__Exercise description__
Reproduce everything from "There's some good" down to "404s for me." in the agent memory discussion below, keeping every word and mark unchanged.

(Excerpt)

I've been experimenting with mapping a zettelkasten system over to my agents with a few goals in mind, not least applying the idea of more 'test time compute' to the storing of memories as a way to add useful structure that can be tapped later during retrieval. (github.com/vessenes/zet - MIT license - no warranties)
There's some good and some bad, but I think it's better than just a raw embedding memory store for agents. It's definitely better for a human in that it's navigable and understandable, while remaining useful for agents.
But, I'd really like to read more about the space and get ideas -- this blog post was just too difficult to parse for me, sadly.
the zet description sounds interesting - test-time compute at storage time especially.
is the repo public somewhere? github.com/vessenes/zet 404s for me.
the author is doing a great job telling what is missing from the current memory frameworks for agents but what is missing in my opinion is also an argument about the necessity or not of these missing components.
thanks for the read.

(End Excerpt)
(Given data)

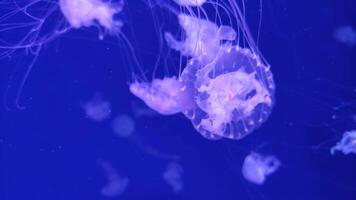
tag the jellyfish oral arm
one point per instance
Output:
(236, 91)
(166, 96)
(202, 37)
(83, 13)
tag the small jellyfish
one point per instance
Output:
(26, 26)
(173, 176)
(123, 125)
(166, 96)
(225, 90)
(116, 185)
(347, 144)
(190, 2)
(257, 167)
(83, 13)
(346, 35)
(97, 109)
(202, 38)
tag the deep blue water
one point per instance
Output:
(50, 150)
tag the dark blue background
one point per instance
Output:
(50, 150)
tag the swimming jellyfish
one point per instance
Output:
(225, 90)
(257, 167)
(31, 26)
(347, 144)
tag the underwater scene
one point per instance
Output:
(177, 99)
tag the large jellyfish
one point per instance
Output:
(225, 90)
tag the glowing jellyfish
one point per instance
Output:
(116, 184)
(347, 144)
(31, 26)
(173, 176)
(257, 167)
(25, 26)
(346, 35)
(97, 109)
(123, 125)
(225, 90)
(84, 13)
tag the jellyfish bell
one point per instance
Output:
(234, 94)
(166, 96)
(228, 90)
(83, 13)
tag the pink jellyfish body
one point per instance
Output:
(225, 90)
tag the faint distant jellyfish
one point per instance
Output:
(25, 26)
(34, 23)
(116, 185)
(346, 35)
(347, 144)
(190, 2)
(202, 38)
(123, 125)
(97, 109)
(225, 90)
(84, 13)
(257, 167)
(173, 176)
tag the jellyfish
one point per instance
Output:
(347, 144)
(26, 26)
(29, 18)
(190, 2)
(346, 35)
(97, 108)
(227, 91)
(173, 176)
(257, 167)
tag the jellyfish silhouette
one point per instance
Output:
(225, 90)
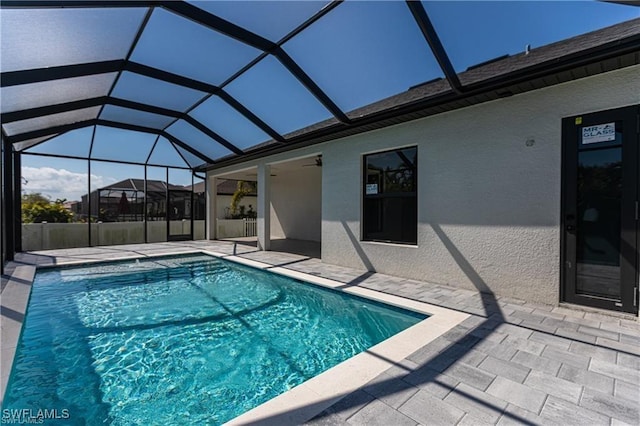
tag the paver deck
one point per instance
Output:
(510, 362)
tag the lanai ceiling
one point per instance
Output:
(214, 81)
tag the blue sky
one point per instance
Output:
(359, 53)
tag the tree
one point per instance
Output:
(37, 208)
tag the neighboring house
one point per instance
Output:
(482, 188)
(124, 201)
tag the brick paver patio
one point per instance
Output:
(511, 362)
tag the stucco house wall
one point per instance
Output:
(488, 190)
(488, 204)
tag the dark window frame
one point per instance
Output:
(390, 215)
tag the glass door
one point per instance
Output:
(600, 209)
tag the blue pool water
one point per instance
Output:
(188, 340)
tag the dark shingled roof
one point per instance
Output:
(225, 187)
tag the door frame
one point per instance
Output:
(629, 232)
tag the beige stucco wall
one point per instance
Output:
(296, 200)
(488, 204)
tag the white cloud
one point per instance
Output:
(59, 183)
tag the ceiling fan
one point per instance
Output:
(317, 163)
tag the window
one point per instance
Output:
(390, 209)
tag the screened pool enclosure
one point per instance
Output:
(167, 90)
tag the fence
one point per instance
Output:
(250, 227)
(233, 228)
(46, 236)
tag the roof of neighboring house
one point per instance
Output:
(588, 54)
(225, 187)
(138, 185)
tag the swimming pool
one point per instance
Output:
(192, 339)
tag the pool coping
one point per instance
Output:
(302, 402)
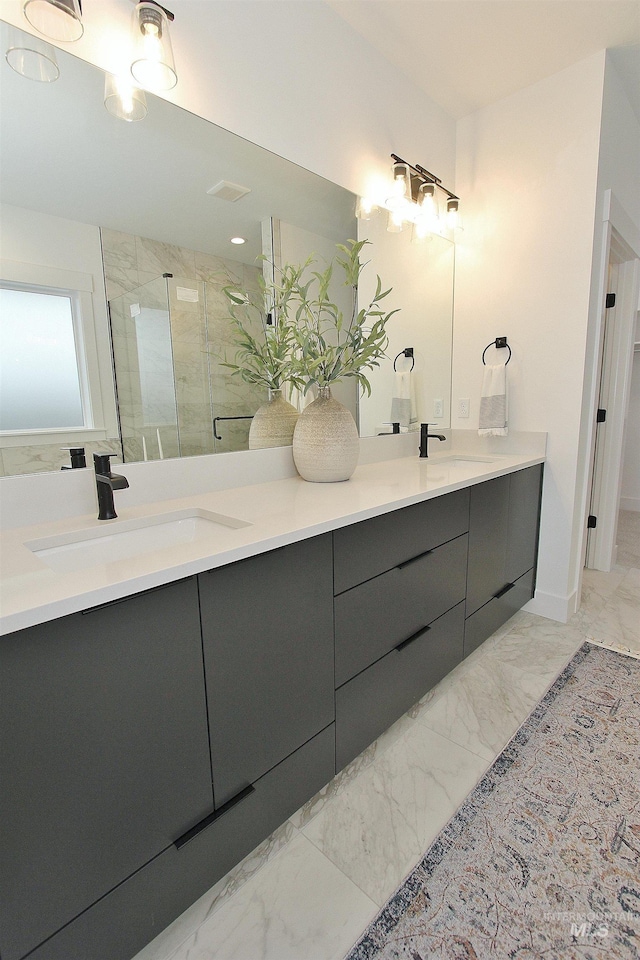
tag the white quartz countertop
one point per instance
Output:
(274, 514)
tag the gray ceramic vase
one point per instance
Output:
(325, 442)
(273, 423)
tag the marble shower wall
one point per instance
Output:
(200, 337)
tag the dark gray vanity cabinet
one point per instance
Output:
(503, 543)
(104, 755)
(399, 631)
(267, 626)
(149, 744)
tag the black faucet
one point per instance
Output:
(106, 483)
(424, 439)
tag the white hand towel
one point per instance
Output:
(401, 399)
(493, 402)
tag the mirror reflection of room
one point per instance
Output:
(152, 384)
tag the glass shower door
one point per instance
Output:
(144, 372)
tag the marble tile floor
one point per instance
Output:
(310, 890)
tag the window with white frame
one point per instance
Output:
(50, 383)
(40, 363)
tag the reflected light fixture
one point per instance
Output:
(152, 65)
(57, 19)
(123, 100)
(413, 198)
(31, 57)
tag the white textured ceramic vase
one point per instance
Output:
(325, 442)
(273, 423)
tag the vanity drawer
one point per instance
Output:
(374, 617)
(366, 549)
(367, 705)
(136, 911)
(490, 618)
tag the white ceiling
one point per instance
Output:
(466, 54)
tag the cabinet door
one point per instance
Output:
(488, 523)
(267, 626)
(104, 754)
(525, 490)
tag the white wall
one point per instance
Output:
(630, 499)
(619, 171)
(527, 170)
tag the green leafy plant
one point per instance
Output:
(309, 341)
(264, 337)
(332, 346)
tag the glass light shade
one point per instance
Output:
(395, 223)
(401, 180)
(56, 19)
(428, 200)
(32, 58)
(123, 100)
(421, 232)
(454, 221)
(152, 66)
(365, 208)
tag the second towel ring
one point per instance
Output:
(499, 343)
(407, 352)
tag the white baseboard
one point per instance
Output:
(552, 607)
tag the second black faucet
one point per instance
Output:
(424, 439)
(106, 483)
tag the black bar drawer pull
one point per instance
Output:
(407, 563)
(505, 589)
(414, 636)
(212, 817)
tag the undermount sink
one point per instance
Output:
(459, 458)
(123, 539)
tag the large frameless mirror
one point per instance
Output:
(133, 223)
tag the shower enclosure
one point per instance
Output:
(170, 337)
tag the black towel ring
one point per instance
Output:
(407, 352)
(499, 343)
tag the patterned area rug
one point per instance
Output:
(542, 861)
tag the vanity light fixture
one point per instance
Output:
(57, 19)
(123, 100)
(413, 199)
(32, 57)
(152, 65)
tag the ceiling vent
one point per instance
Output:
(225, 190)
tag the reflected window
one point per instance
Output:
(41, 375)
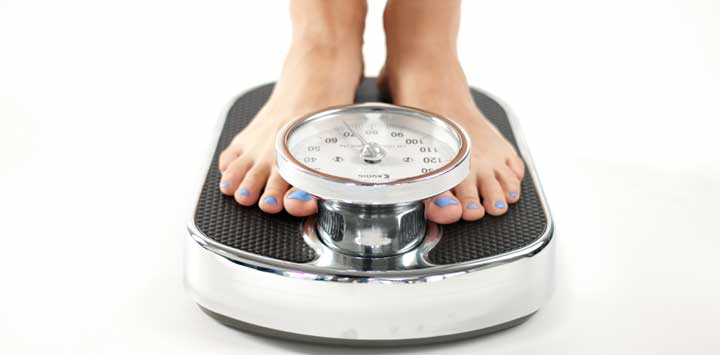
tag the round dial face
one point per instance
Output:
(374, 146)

(End Given data)
(Given data)

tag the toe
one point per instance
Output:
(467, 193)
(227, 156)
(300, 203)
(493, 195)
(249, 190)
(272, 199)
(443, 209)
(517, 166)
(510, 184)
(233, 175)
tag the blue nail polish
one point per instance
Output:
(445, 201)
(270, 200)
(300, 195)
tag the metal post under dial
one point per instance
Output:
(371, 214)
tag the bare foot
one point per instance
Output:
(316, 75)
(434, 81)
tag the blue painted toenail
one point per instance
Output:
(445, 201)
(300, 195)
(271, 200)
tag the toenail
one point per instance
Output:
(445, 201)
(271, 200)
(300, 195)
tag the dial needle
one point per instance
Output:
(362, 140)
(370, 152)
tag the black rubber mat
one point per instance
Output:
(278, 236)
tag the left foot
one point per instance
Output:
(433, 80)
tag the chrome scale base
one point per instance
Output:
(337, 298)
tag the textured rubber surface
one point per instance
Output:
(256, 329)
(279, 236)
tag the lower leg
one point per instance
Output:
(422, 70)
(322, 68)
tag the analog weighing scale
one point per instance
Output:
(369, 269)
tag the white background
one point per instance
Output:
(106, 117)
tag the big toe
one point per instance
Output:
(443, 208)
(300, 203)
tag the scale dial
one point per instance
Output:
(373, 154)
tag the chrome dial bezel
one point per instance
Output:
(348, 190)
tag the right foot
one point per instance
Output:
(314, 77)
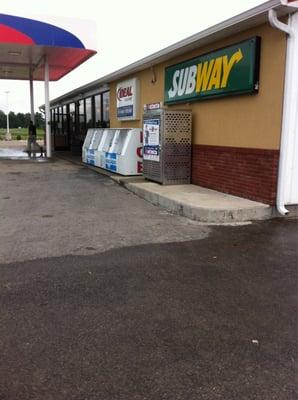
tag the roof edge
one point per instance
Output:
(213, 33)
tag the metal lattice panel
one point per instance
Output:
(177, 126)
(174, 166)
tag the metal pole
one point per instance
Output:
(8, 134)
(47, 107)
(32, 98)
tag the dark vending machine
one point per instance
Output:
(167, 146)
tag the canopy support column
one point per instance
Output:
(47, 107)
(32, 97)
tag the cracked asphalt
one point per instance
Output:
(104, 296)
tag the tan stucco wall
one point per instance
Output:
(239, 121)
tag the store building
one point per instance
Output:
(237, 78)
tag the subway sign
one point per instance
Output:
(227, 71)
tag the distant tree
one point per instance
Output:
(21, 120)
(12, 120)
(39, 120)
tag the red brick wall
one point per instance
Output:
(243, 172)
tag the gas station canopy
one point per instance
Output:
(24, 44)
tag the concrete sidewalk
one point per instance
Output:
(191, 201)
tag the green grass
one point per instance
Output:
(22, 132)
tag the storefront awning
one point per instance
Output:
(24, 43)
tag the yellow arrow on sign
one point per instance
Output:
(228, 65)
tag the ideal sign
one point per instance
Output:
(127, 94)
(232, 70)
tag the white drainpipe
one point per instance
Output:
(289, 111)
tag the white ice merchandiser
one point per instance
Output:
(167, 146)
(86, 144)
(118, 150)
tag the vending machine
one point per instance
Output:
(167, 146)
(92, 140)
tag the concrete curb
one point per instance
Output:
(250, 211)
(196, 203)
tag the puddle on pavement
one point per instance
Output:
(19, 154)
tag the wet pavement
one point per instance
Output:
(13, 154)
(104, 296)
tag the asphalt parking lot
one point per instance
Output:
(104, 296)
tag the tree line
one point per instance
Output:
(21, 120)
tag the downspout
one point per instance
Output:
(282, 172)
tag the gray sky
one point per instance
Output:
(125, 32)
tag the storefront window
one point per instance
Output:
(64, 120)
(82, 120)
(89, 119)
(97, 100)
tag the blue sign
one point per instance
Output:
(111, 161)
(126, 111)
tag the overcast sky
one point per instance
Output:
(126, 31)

(End Given data)

__Answer to this problem__
There's some good and some bad, but I think it's better than just a raw embedding memory store for agents. It's definitely better for a human in that it's navigable and understandable, while remaining useful for agents.
But, I'd really like to read more about the space and get ideas -- this blog post was just too difficult to parse for me, sadly.
the zet description sounds interesting - test-time compute at storage time especially.
is the repo public somewhere? github.com/vessenes/zet 404s for me.